### Task directions:
Include in the output the line containing "Expected output: for each instance of the player's beard, one" and each subsequent line of the records, through the end, transcribed exactly. Add nothing else.
★ ★ ★ ★ ★
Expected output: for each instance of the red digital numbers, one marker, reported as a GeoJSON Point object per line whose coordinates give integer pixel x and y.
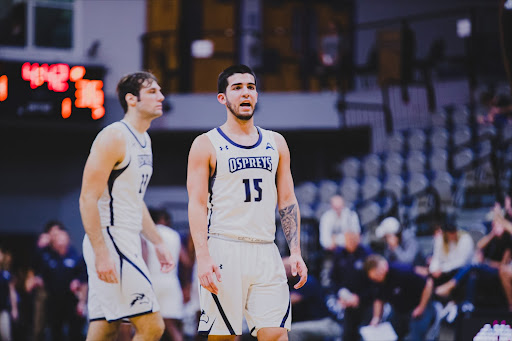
{"type": "Point", "coordinates": [89, 93]}
{"type": "Point", "coordinates": [56, 75]}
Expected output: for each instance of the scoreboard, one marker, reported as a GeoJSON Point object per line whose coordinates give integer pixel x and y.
{"type": "Point", "coordinates": [30, 90]}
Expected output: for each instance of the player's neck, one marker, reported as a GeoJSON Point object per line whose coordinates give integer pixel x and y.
{"type": "Point", "coordinates": [137, 123]}
{"type": "Point", "coordinates": [239, 127]}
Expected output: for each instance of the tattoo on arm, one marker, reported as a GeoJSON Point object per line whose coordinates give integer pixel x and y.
{"type": "Point", "coordinates": [289, 222]}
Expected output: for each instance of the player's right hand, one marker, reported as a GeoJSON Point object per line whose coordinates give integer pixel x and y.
{"type": "Point", "coordinates": [205, 270]}
{"type": "Point", "coordinates": [106, 269]}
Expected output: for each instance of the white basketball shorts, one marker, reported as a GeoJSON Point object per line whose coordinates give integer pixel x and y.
{"type": "Point", "coordinates": [253, 283]}
{"type": "Point", "coordinates": [133, 294]}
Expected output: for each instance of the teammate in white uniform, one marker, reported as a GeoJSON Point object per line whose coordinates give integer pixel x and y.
{"type": "Point", "coordinates": [237, 175]}
{"type": "Point", "coordinates": [114, 214]}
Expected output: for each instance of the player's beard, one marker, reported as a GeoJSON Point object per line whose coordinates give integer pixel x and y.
{"type": "Point", "coordinates": [237, 114]}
★ ★ ★ ★ ★
### Output of the task:
Expected output: for each instance of the player's beard, one marker, reported as a GeoJSON Point object per line whose coordinates give integer pixel x and y.
{"type": "Point", "coordinates": [237, 114]}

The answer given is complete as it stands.